### TASK STATEMENT
Which lines in the material below contain the word "lofted"? Return every one of them, copied in full.

- - -

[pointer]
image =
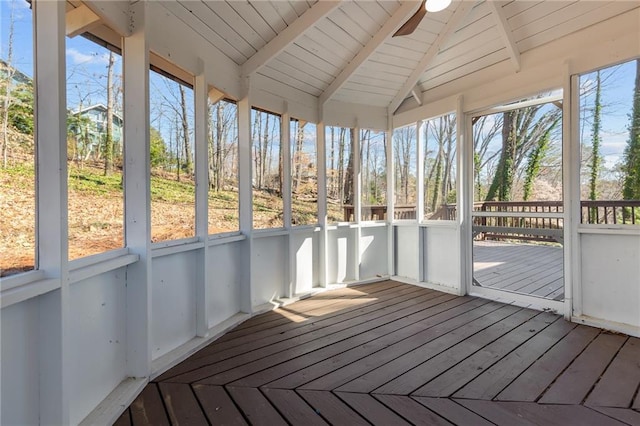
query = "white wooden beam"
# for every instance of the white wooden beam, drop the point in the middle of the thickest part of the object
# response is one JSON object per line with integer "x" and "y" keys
{"x": 137, "y": 190}
{"x": 289, "y": 35}
{"x": 389, "y": 27}
{"x": 416, "y": 92}
{"x": 450, "y": 26}
{"x": 79, "y": 20}
{"x": 115, "y": 14}
{"x": 505, "y": 32}
{"x": 55, "y": 367}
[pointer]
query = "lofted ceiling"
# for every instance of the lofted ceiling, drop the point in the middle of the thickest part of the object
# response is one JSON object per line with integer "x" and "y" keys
{"x": 344, "y": 50}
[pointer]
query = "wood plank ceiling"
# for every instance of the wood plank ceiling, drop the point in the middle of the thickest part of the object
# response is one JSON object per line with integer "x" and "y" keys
{"x": 344, "y": 50}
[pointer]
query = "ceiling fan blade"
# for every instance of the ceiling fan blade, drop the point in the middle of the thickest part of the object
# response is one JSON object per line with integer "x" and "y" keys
{"x": 413, "y": 22}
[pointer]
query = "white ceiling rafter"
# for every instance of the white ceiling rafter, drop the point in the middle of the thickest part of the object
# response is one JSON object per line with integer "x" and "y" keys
{"x": 79, "y": 20}
{"x": 115, "y": 14}
{"x": 289, "y": 35}
{"x": 460, "y": 12}
{"x": 389, "y": 27}
{"x": 505, "y": 32}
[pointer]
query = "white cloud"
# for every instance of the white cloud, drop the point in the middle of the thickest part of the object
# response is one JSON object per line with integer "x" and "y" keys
{"x": 91, "y": 58}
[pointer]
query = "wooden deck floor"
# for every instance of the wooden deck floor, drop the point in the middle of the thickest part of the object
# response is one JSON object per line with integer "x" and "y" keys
{"x": 520, "y": 268}
{"x": 393, "y": 354}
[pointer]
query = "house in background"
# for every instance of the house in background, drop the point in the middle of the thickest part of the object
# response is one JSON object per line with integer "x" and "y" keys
{"x": 81, "y": 339}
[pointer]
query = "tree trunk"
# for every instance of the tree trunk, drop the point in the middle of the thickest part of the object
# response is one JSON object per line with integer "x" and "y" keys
{"x": 108, "y": 148}
{"x": 188, "y": 158}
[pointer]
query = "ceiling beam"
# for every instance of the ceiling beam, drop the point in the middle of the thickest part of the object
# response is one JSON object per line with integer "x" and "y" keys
{"x": 505, "y": 32}
{"x": 79, "y": 20}
{"x": 289, "y": 35}
{"x": 389, "y": 27}
{"x": 114, "y": 14}
{"x": 449, "y": 27}
{"x": 417, "y": 94}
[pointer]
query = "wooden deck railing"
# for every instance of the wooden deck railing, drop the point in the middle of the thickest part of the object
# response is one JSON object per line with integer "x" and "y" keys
{"x": 618, "y": 212}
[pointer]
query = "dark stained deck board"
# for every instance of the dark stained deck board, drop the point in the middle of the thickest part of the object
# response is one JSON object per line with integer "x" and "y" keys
{"x": 204, "y": 367}
{"x": 450, "y": 410}
{"x": 413, "y": 411}
{"x": 256, "y": 407}
{"x": 218, "y": 406}
{"x": 358, "y": 346}
{"x": 493, "y": 380}
{"x": 531, "y": 383}
{"x": 314, "y": 302}
{"x": 233, "y": 369}
{"x": 458, "y": 376}
{"x": 332, "y": 408}
{"x": 522, "y": 268}
{"x": 529, "y": 413}
{"x": 619, "y": 383}
{"x": 624, "y": 415}
{"x": 374, "y": 411}
{"x": 341, "y": 368}
{"x": 275, "y": 317}
{"x": 573, "y": 385}
{"x": 148, "y": 407}
{"x": 293, "y": 408}
{"x": 124, "y": 419}
{"x": 181, "y": 404}
{"x": 415, "y": 378}
{"x": 352, "y": 363}
{"x": 384, "y": 366}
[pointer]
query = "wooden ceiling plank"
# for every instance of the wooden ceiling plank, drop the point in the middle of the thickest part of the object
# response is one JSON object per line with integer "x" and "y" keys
{"x": 288, "y": 36}
{"x": 392, "y": 24}
{"x": 505, "y": 32}
{"x": 460, "y": 12}
{"x": 79, "y": 20}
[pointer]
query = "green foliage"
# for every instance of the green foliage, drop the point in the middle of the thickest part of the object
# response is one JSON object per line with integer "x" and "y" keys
{"x": 596, "y": 139}
{"x": 631, "y": 166}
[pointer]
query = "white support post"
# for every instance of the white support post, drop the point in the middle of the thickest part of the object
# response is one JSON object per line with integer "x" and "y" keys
{"x": 357, "y": 202}
{"x": 202, "y": 194}
{"x": 390, "y": 198}
{"x": 245, "y": 177}
{"x": 285, "y": 139}
{"x": 322, "y": 201}
{"x": 571, "y": 190}
{"x": 135, "y": 54}
{"x": 420, "y": 137}
{"x": 464, "y": 193}
{"x": 52, "y": 214}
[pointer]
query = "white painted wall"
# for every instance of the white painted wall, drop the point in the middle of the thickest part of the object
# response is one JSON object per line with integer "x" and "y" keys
{"x": 269, "y": 268}
{"x": 373, "y": 252}
{"x": 225, "y": 275}
{"x": 441, "y": 255}
{"x": 98, "y": 340}
{"x": 173, "y": 301}
{"x": 305, "y": 255}
{"x": 407, "y": 248}
{"x": 610, "y": 271}
{"x": 341, "y": 254}
{"x": 20, "y": 369}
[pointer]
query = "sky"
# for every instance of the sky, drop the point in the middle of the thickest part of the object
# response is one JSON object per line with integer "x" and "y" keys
{"x": 87, "y": 69}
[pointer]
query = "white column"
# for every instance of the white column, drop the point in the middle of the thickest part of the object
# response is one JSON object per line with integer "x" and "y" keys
{"x": 464, "y": 193}
{"x": 390, "y": 197}
{"x": 322, "y": 200}
{"x": 357, "y": 199}
{"x": 285, "y": 139}
{"x": 52, "y": 215}
{"x": 135, "y": 55}
{"x": 245, "y": 176}
{"x": 422, "y": 255}
{"x": 202, "y": 199}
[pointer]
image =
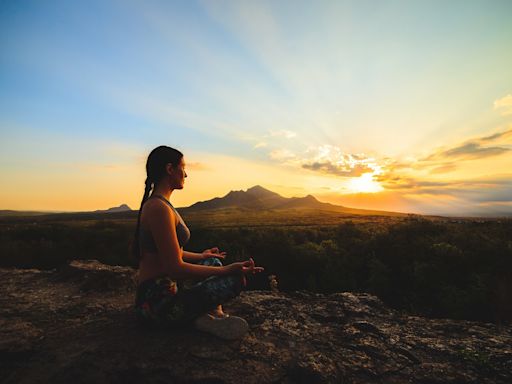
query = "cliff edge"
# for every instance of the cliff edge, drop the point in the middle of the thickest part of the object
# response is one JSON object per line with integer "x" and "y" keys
{"x": 76, "y": 325}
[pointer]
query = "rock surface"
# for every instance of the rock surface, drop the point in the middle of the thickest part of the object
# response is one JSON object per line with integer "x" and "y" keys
{"x": 76, "y": 325}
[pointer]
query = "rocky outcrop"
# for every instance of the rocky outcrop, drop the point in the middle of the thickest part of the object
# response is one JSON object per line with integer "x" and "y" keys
{"x": 76, "y": 325}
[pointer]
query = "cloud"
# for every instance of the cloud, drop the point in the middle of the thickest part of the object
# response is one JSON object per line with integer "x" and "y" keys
{"x": 473, "y": 150}
{"x": 283, "y": 133}
{"x": 332, "y": 160}
{"x": 196, "y": 166}
{"x": 504, "y": 105}
{"x": 339, "y": 169}
{"x": 477, "y": 148}
{"x": 282, "y": 154}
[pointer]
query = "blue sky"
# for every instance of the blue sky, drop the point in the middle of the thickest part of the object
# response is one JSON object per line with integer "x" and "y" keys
{"x": 347, "y": 100}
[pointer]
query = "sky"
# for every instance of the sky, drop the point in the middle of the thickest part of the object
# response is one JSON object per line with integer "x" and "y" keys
{"x": 394, "y": 105}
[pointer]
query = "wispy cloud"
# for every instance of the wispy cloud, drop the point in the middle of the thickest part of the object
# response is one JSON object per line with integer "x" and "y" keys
{"x": 339, "y": 168}
{"x": 283, "y": 133}
{"x": 475, "y": 148}
{"x": 504, "y": 105}
{"x": 260, "y": 144}
{"x": 282, "y": 154}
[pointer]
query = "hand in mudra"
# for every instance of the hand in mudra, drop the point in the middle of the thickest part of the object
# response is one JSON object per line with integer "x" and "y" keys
{"x": 213, "y": 252}
{"x": 245, "y": 267}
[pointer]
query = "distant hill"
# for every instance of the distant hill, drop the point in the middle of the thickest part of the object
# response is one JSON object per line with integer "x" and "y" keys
{"x": 259, "y": 198}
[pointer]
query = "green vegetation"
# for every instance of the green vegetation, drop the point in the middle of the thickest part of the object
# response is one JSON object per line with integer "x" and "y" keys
{"x": 458, "y": 269}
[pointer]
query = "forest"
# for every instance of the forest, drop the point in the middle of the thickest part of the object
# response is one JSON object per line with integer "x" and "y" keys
{"x": 458, "y": 269}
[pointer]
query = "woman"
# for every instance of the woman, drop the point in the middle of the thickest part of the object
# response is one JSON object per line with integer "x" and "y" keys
{"x": 160, "y": 236}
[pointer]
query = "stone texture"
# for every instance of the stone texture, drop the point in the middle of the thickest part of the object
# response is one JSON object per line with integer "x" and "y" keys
{"x": 76, "y": 325}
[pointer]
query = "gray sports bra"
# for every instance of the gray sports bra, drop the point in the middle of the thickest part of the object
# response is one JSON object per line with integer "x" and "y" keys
{"x": 146, "y": 240}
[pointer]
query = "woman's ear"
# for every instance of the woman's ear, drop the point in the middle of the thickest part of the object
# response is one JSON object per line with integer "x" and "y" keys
{"x": 169, "y": 168}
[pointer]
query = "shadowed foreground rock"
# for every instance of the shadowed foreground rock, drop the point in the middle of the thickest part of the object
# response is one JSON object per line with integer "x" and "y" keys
{"x": 76, "y": 325}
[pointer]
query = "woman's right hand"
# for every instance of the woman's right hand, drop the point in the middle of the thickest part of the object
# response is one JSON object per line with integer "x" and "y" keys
{"x": 244, "y": 267}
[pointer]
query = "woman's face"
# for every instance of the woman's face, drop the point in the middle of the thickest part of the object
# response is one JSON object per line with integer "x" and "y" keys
{"x": 178, "y": 175}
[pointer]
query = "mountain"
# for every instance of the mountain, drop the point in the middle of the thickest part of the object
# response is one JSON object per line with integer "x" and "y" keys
{"x": 259, "y": 198}
{"x": 121, "y": 208}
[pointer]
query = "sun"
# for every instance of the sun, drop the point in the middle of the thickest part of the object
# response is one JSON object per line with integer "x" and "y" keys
{"x": 364, "y": 183}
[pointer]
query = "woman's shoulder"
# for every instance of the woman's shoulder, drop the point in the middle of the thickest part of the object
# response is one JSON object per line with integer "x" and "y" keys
{"x": 156, "y": 209}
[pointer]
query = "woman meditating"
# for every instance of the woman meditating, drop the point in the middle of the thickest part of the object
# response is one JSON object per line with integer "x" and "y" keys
{"x": 162, "y": 298}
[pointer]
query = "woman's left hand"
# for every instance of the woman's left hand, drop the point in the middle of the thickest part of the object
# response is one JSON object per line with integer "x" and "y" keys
{"x": 213, "y": 252}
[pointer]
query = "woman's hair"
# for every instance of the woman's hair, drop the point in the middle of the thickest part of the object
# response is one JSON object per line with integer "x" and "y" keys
{"x": 155, "y": 171}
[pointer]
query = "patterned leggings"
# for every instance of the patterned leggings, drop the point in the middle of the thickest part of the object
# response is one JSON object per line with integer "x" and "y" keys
{"x": 161, "y": 302}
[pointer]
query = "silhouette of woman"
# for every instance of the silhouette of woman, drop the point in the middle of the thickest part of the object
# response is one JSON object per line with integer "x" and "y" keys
{"x": 162, "y": 298}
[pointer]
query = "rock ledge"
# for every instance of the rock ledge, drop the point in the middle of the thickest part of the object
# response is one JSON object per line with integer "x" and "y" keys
{"x": 76, "y": 325}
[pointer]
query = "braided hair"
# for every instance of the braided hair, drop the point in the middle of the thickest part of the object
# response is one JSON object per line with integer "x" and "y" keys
{"x": 155, "y": 170}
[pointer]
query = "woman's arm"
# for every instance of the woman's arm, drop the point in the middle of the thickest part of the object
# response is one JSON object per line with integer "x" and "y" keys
{"x": 211, "y": 252}
{"x": 162, "y": 223}
{"x": 192, "y": 256}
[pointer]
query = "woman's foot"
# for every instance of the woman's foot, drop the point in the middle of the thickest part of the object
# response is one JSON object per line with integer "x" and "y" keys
{"x": 228, "y": 328}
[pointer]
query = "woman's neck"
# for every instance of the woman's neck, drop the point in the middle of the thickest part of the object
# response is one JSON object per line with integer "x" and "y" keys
{"x": 163, "y": 191}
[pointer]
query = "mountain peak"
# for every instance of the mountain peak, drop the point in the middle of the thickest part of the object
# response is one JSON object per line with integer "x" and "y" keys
{"x": 259, "y": 191}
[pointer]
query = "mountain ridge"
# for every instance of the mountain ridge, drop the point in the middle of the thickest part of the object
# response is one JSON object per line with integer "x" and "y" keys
{"x": 260, "y": 198}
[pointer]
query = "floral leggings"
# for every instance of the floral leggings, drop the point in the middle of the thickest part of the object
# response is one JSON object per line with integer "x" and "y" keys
{"x": 162, "y": 302}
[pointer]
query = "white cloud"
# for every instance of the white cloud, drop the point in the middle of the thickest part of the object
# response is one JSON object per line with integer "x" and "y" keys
{"x": 282, "y": 154}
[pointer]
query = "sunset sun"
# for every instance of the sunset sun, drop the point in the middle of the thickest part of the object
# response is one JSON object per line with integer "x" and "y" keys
{"x": 364, "y": 183}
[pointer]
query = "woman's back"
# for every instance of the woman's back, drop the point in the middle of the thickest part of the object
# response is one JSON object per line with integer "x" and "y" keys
{"x": 150, "y": 264}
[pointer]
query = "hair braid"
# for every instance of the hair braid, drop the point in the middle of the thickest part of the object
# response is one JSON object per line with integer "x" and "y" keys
{"x": 155, "y": 171}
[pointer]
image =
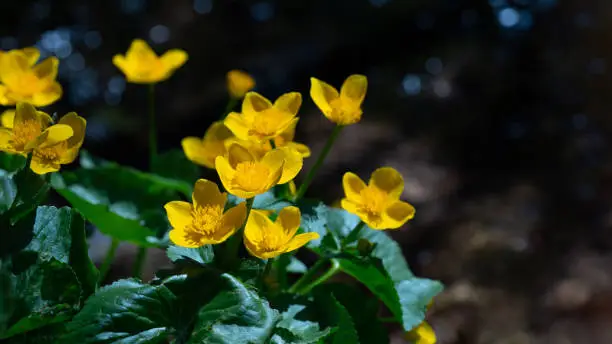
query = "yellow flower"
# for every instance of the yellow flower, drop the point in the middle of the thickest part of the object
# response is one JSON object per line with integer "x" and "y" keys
{"x": 377, "y": 204}
{"x": 142, "y": 66}
{"x": 204, "y": 222}
{"x": 266, "y": 239}
{"x": 53, "y": 150}
{"x": 246, "y": 175}
{"x": 422, "y": 334}
{"x": 22, "y": 80}
{"x": 26, "y": 127}
{"x": 204, "y": 151}
{"x": 342, "y": 108}
{"x": 261, "y": 120}
{"x": 239, "y": 83}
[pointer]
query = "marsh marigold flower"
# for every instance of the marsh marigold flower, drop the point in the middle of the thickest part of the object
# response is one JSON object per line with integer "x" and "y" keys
{"x": 22, "y": 80}
{"x": 246, "y": 175}
{"x": 51, "y": 150}
{"x": 377, "y": 204}
{"x": 266, "y": 239}
{"x": 141, "y": 65}
{"x": 261, "y": 120}
{"x": 204, "y": 151}
{"x": 342, "y": 108}
{"x": 26, "y": 126}
{"x": 239, "y": 83}
{"x": 203, "y": 222}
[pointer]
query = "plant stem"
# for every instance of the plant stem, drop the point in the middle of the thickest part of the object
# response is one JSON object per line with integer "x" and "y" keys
{"x": 141, "y": 256}
{"x": 313, "y": 171}
{"x": 152, "y": 127}
{"x": 308, "y": 276}
{"x": 354, "y": 234}
{"x": 108, "y": 260}
{"x": 233, "y": 244}
{"x": 332, "y": 271}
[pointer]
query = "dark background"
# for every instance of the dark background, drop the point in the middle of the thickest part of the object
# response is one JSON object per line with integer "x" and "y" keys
{"x": 496, "y": 112}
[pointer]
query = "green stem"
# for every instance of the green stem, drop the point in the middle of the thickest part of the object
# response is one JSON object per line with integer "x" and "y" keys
{"x": 332, "y": 271}
{"x": 139, "y": 262}
{"x": 152, "y": 127}
{"x": 230, "y": 106}
{"x": 108, "y": 260}
{"x": 354, "y": 234}
{"x": 313, "y": 171}
{"x": 307, "y": 276}
{"x": 233, "y": 244}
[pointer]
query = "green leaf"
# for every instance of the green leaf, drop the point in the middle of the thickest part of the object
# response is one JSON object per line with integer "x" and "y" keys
{"x": 121, "y": 202}
{"x": 385, "y": 272}
{"x": 202, "y": 255}
{"x": 174, "y": 165}
{"x": 236, "y": 315}
{"x": 45, "y": 272}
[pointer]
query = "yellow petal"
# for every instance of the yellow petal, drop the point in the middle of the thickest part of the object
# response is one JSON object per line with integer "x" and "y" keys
{"x": 388, "y": 180}
{"x": 239, "y": 83}
{"x": 50, "y": 95}
{"x": 397, "y": 214}
{"x": 47, "y": 69}
{"x": 235, "y": 122}
{"x": 32, "y": 55}
{"x": 231, "y": 221}
{"x": 189, "y": 239}
{"x": 292, "y": 166}
{"x": 322, "y": 94}
{"x": 206, "y": 193}
{"x": 7, "y": 118}
{"x": 174, "y": 58}
{"x": 253, "y": 103}
{"x": 179, "y": 214}
{"x": 194, "y": 151}
{"x": 226, "y": 173}
{"x": 51, "y": 136}
{"x": 300, "y": 240}
{"x": 289, "y": 102}
{"x": 354, "y": 89}
{"x": 352, "y": 185}
{"x": 289, "y": 219}
{"x": 40, "y": 166}
{"x": 140, "y": 50}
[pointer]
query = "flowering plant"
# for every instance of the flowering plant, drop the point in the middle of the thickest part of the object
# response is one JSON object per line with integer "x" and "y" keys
{"x": 237, "y": 276}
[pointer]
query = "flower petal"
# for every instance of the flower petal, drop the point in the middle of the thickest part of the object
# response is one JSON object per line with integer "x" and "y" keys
{"x": 289, "y": 102}
{"x": 388, "y": 180}
{"x": 7, "y": 118}
{"x": 236, "y": 123}
{"x": 50, "y": 95}
{"x": 231, "y": 221}
{"x": 206, "y": 193}
{"x": 189, "y": 239}
{"x": 47, "y": 69}
{"x": 292, "y": 166}
{"x": 289, "y": 219}
{"x": 322, "y": 94}
{"x": 352, "y": 185}
{"x": 179, "y": 214}
{"x": 397, "y": 214}
{"x": 174, "y": 58}
{"x": 255, "y": 102}
{"x": 354, "y": 89}
{"x": 300, "y": 240}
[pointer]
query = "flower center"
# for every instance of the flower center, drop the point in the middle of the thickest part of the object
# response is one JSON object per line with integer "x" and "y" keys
{"x": 251, "y": 175}
{"x": 373, "y": 201}
{"x": 206, "y": 219}
{"x": 25, "y": 133}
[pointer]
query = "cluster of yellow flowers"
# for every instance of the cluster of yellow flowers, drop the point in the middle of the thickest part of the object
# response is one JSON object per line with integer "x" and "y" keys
{"x": 27, "y": 131}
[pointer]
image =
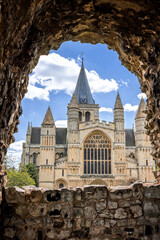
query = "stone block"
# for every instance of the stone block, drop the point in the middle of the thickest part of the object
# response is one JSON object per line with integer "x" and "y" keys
{"x": 77, "y": 212}
{"x": 137, "y": 211}
{"x": 112, "y": 205}
{"x": 9, "y": 232}
{"x": 66, "y": 211}
{"x": 152, "y": 192}
{"x": 151, "y": 209}
{"x": 66, "y": 195}
{"x": 120, "y": 213}
{"x": 138, "y": 191}
{"x": 101, "y": 205}
{"x": 98, "y": 222}
{"x": 22, "y": 210}
{"x": 34, "y": 195}
{"x": 100, "y": 193}
{"x": 124, "y": 204}
{"x": 106, "y": 214}
{"x": 52, "y": 196}
{"x": 15, "y": 195}
{"x": 117, "y": 194}
{"x": 38, "y": 210}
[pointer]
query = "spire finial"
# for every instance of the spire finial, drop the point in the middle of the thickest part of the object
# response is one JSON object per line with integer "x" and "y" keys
{"x": 82, "y": 57}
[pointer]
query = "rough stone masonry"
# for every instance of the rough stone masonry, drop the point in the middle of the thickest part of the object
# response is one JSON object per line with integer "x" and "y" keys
{"x": 95, "y": 213}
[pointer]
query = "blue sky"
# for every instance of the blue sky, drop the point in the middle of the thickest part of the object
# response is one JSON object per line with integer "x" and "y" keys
{"x": 53, "y": 80}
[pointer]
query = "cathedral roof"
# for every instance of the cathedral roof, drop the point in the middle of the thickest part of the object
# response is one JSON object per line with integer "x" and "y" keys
{"x": 48, "y": 119}
{"x": 118, "y": 103}
{"x": 61, "y": 134}
{"x": 82, "y": 91}
{"x": 141, "y": 108}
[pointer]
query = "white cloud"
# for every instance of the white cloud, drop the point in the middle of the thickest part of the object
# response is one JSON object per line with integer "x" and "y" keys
{"x": 129, "y": 108}
{"x": 104, "y": 109}
{"x": 142, "y": 95}
{"x": 61, "y": 123}
{"x": 57, "y": 73}
{"x": 14, "y": 152}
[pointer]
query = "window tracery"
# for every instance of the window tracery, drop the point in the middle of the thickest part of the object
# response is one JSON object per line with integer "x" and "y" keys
{"x": 97, "y": 154}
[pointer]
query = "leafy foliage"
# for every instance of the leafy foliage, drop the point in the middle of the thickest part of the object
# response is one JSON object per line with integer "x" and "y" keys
{"x": 33, "y": 172}
{"x": 19, "y": 178}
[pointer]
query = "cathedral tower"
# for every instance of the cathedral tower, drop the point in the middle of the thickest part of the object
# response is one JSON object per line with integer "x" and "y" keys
{"x": 47, "y": 151}
{"x": 119, "y": 143}
{"x": 143, "y": 146}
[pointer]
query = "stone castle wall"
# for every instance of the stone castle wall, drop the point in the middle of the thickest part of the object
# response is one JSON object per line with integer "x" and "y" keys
{"x": 95, "y": 212}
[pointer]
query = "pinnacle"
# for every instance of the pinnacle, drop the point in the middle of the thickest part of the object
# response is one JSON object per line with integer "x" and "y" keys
{"x": 141, "y": 108}
{"x": 118, "y": 103}
{"x": 48, "y": 119}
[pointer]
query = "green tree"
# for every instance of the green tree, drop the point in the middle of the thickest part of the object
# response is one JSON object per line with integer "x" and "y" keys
{"x": 19, "y": 178}
{"x": 33, "y": 172}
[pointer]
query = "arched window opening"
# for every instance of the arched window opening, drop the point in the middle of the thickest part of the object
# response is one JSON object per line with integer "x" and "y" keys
{"x": 80, "y": 116}
{"x": 34, "y": 158}
{"x": 97, "y": 154}
{"x": 87, "y": 116}
{"x": 61, "y": 185}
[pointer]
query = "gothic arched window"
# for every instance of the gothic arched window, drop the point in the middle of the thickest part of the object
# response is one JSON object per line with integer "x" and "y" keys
{"x": 97, "y": 154}
{"x": 34, "y": 158}
{"x": 80, "y": 116}
{"x": 87, "y": 116}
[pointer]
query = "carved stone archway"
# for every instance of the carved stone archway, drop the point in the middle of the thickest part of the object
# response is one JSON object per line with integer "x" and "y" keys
{"x": 30, "y": 28}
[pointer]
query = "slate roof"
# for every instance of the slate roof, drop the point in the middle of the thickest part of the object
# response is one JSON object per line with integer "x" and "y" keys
{"x": 130, "y": 138}
{"x": 48, "y": 119}
{"x": 82, "y": 90}
{"x": 61, "y": 134}
{"x": 141, "y": 108}
{"x": 35, "y": 135}
{"x": 118, "y": 103}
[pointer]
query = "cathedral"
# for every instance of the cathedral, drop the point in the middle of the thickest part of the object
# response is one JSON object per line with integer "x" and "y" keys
{"x": 89, "y": 152}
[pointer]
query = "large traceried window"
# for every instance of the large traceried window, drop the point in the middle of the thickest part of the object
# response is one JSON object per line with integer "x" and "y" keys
{"x": 97, "y": 154}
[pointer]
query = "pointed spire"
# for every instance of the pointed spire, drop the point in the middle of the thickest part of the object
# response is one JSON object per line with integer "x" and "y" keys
{"x": 82, "y": 91}
{"x": 118, "y": 103}
{"x": 48, "y": 119}
{"x": 73, "y": 100}
{"x": 29, "y": 129}
{"x": 141, "y": 108}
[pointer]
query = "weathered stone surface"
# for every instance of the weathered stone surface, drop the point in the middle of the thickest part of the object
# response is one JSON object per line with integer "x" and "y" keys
{"x": 9, "y": 232}
{"x": 15, "y": 195}
{"x": 58, "y": 219}
{"x": 152, "y": 192}
{"x": 37, "y": 210}
{"x": 120, "y": 213}
{"x": 90, "y": 212}
{"x": 100, "y": 193}
{"x": 101, "y": 205}
{"x": 112, "y": 205}
{"x": 120, "y": 194}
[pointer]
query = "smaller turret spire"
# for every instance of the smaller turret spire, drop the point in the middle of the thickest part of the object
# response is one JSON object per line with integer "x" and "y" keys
{"x": 118, "y": 103}
{"x": 140, "y": 112}
{"x": 29, "y": 129}
{"x": 73, "y": 100}
{"x": 48, "y": 119}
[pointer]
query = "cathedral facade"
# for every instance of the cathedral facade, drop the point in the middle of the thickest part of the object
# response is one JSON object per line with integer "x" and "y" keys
{"x": 89, "y": 151}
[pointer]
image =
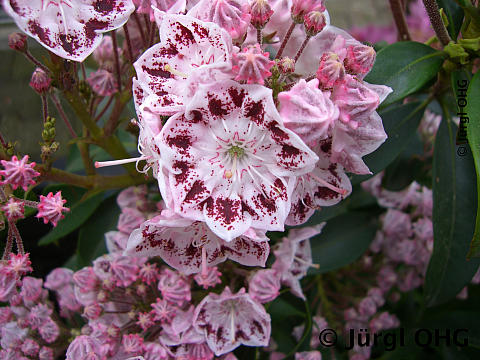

- - -

### THE OUTPUT
query = "lofted ceiling"
# for every instance of the lofted ceiling, drop the point in the middle of the thickest part of the object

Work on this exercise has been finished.